## What is being asked
Starting with the line that contains "Referring to the image above, could you locate the truck step" and stopping after the line that contains "Referring to the image above, could you locate the cab door", copy the entries below exactly. Include nothing else.

## Source information
"""

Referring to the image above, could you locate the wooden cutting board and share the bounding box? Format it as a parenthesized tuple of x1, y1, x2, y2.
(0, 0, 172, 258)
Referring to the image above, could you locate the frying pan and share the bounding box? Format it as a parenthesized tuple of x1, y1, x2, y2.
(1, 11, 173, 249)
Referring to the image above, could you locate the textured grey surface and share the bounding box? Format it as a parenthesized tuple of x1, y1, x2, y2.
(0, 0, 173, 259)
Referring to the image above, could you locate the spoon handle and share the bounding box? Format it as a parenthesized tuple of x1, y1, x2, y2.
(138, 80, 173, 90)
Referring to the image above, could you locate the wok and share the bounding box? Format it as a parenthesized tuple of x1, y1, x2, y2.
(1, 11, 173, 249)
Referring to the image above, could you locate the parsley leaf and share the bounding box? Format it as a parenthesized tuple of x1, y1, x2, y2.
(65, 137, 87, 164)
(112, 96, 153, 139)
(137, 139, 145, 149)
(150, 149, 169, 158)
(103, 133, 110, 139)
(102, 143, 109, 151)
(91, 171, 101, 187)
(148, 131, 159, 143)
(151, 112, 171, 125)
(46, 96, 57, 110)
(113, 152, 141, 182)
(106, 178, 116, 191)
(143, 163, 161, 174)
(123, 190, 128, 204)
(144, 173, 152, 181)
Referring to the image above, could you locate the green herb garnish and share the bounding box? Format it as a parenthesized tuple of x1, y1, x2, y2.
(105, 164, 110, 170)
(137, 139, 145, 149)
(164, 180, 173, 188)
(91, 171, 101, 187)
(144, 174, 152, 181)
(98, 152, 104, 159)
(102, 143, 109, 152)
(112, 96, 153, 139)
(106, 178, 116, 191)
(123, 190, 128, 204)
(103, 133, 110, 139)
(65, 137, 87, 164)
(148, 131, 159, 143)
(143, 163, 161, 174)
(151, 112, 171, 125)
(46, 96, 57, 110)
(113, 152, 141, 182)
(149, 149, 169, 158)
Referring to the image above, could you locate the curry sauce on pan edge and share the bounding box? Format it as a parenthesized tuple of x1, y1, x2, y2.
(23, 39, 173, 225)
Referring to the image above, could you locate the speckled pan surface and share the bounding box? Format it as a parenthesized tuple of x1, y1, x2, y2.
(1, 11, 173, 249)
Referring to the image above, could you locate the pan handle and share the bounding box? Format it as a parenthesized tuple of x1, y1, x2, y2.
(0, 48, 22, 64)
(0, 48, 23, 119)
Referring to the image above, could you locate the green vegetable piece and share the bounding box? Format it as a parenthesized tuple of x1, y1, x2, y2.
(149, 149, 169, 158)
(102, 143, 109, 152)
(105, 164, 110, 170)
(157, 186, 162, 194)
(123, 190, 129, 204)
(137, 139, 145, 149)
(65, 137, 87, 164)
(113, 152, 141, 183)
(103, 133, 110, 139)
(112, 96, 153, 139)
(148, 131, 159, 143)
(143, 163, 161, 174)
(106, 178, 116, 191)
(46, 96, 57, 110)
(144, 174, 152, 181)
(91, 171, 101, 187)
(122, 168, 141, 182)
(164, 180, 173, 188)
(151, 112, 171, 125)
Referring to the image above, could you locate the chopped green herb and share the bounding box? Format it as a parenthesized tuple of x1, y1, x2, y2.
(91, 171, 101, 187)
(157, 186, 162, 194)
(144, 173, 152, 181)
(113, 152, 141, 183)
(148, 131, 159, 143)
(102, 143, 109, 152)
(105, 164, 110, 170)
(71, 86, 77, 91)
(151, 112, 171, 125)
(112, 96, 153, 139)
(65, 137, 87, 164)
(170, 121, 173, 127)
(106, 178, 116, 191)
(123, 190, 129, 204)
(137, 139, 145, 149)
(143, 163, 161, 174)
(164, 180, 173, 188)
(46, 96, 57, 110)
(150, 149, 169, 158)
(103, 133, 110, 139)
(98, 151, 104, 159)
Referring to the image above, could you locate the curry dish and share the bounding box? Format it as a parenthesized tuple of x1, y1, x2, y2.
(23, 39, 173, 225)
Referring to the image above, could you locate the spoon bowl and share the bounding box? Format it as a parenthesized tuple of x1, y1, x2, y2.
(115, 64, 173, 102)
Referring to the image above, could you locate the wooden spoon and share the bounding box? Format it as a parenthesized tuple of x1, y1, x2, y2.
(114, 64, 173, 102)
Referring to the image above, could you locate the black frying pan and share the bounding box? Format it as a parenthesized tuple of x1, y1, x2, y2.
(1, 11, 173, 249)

"""
"""

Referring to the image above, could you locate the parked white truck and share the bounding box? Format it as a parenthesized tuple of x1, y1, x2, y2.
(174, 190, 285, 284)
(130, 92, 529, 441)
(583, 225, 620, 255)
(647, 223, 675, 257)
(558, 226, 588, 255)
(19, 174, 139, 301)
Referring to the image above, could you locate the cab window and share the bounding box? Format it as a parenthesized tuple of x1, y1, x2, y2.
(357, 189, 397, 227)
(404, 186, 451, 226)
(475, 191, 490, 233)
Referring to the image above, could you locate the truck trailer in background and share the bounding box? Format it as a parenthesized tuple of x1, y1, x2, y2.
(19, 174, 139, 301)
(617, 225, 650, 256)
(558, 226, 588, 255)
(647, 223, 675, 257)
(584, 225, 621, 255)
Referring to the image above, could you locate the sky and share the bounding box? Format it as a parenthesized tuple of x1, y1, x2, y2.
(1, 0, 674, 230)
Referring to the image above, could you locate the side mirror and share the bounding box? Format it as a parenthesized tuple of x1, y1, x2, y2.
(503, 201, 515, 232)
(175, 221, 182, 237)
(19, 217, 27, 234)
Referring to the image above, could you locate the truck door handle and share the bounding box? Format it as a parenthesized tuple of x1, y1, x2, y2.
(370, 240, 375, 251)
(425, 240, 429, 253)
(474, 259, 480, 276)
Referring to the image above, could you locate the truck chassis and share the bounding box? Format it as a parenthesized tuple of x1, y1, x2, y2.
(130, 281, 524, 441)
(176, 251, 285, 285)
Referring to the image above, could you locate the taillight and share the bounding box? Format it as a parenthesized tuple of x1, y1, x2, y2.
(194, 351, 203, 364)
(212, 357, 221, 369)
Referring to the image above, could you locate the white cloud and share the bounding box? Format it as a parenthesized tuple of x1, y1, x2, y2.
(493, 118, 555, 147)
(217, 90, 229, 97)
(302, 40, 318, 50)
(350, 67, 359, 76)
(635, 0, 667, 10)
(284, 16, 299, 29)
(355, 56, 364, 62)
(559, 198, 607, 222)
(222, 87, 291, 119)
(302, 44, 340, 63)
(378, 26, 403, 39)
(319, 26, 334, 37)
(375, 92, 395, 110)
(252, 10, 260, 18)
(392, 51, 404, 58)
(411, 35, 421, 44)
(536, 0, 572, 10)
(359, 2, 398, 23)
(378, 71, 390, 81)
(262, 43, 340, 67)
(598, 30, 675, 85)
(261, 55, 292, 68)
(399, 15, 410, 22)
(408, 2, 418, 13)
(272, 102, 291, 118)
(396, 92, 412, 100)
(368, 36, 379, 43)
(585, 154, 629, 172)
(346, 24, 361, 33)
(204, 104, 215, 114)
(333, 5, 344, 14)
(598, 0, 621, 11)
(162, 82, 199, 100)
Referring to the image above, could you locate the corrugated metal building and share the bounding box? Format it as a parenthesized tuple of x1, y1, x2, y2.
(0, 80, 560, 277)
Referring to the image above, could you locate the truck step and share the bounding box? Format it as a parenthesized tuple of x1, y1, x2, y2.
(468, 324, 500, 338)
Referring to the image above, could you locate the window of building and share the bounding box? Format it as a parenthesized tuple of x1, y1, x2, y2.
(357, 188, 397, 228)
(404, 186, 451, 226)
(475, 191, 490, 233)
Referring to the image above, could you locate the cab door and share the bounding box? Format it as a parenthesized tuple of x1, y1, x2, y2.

"""

## Written response
Referring to the image above, could you locate the truck step and share the bounding box? Format it as a parenthesized tuple of x1, y1, x2, y2.
(468, 324, 500, 338)
Referring to the image above, could you locate the window of building and share the bounding box? Format it as a parenthesized tuple of x1, y1, x2, y2.
(357, 188, 397, 228)
(404, 186, 451, 226)
(475, 191, 490, 233)
Referring to the image above, could you locate the cab door and share the bounding box? Format it as a parenthesized tuple of x1, y1, x2, y2.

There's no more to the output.